**Assignment:** Would you copy each line of the records that includes the word "window"?

Data entries:

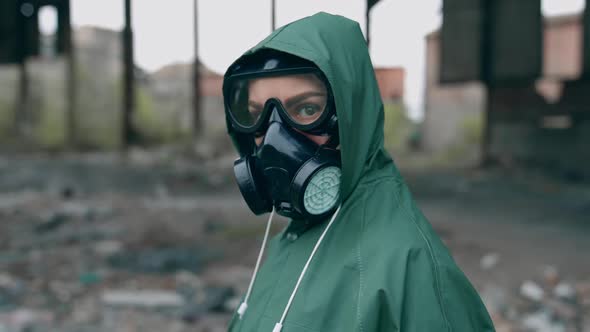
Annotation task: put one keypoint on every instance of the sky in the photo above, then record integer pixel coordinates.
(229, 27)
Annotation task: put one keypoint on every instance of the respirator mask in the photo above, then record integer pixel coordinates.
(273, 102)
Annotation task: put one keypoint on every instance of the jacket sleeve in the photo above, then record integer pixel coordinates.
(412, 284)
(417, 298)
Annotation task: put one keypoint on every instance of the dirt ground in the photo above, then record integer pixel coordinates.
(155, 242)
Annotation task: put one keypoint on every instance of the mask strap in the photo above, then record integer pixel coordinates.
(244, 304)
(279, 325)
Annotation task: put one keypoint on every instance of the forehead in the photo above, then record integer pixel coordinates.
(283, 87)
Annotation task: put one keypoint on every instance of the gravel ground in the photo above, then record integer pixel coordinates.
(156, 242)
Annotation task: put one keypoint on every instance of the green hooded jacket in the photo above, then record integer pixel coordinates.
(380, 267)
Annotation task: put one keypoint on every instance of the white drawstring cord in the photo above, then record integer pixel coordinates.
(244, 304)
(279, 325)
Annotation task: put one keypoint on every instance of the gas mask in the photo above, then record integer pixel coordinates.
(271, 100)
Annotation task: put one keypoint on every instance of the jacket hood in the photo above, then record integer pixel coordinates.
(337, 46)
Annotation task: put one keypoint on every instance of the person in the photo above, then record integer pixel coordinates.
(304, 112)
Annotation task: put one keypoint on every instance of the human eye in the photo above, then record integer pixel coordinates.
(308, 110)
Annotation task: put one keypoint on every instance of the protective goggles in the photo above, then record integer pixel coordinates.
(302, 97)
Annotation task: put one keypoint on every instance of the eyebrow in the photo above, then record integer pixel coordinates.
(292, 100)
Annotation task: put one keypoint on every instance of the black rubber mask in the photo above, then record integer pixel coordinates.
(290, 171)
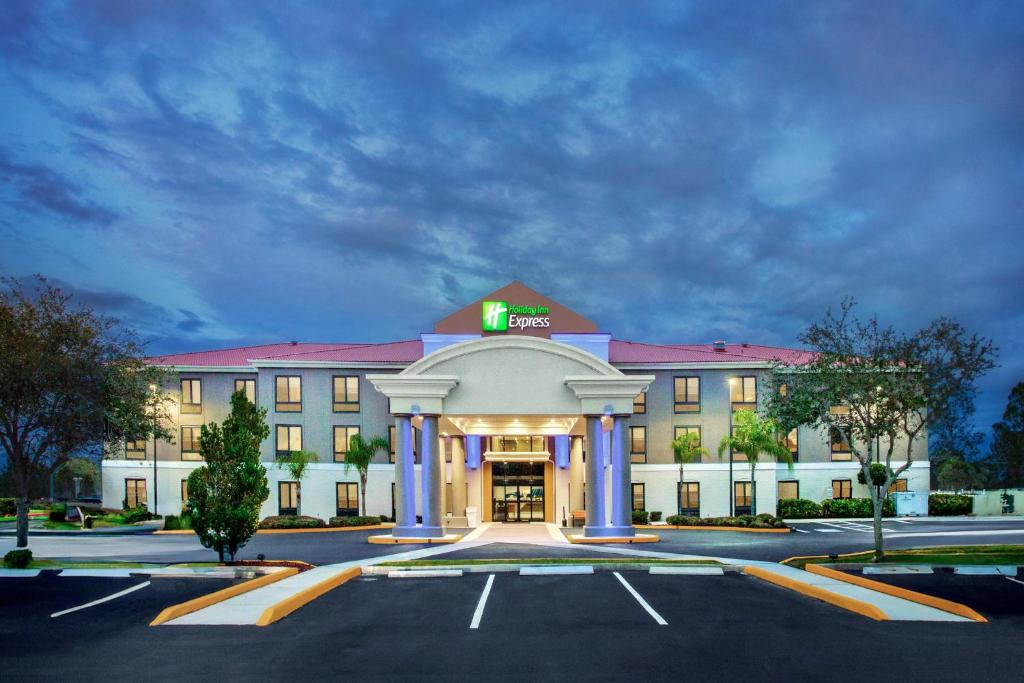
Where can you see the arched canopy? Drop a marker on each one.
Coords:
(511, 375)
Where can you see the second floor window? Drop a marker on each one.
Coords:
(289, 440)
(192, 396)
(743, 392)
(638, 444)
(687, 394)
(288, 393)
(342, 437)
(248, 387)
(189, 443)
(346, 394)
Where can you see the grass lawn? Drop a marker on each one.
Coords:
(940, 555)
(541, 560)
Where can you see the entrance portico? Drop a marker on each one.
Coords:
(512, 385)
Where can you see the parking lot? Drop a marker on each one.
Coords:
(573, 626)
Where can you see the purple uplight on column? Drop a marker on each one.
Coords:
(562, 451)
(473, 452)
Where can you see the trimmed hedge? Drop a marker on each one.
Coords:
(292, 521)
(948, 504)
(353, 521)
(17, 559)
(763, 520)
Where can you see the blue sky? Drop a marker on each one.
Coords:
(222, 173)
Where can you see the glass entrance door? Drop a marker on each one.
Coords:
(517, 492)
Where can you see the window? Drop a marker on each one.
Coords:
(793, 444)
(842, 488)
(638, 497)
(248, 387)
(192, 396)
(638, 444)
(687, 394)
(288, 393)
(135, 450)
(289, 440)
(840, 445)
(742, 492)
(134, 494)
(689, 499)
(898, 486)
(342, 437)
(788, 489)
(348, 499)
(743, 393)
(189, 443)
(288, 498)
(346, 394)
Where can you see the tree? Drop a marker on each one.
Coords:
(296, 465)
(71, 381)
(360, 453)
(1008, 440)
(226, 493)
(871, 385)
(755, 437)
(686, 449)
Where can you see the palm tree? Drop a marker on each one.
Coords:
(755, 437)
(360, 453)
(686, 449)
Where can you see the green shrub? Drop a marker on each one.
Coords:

**Problem solution:**
Where can you see the second floor window? Drop a marker on each one.
Where can you see the window? Drop a marker on each one.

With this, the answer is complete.